## Exercise requirements
Copy out all of the data below line for line, changing nothing.

(Coordinate annotation entries)
■ ■ ■ ■ ■
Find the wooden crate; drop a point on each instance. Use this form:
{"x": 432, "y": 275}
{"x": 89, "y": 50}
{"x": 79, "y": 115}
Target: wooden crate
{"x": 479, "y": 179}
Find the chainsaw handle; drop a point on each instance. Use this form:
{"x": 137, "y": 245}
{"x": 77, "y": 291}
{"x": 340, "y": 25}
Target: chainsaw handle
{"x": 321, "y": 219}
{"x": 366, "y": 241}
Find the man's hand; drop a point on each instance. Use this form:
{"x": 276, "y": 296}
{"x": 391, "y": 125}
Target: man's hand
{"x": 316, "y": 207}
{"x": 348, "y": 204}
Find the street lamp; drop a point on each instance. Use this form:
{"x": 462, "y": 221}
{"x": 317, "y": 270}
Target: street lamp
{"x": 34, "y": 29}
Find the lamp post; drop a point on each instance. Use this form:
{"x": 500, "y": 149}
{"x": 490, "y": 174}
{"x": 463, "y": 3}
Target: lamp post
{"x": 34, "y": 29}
■ ■ ■ ■ ■
## The completed task
Find the wooden crate; drop a point on each instance. Use this form:
{"x": 432, "y": 275}
{"x": 89, "y": 50}
{"x": 79, "y": 115}
Target: wooden crate
{"x": 479, "y": 179}
Find the chainsaw handle; drop a point on each instance. Use this form:
{"x": 137, "y": 245}
{"x": 77, "y": 291}
{"x": 340, "y": 25}
Target: chainsaw handle
{"x": 321, "y": 219}
{"x": 366, "y": 241}
Find the man's hand; drop a point on each instance. Use this form:
{"x": 276, "y": 296}
{"x": 391, "y": 125}
Target: man's hand
{"x": 316, "y": 207}
{"x": 348, "y": 204}
Find the street lamp; drop a point on each instance. Use this form:
{"x": 462, "y": 221}
{"x": 317, "y": 270}
Target: street lamp
{"x": 34, "y": 29}
Find the lamp post; drop a point on each instance. Use this form:
{"x": 500, "y": 149}
{"x": 490, "y": 174}
{"x": 463, "y": 3}
Target: lamp post
{"x": 34, "y": 29}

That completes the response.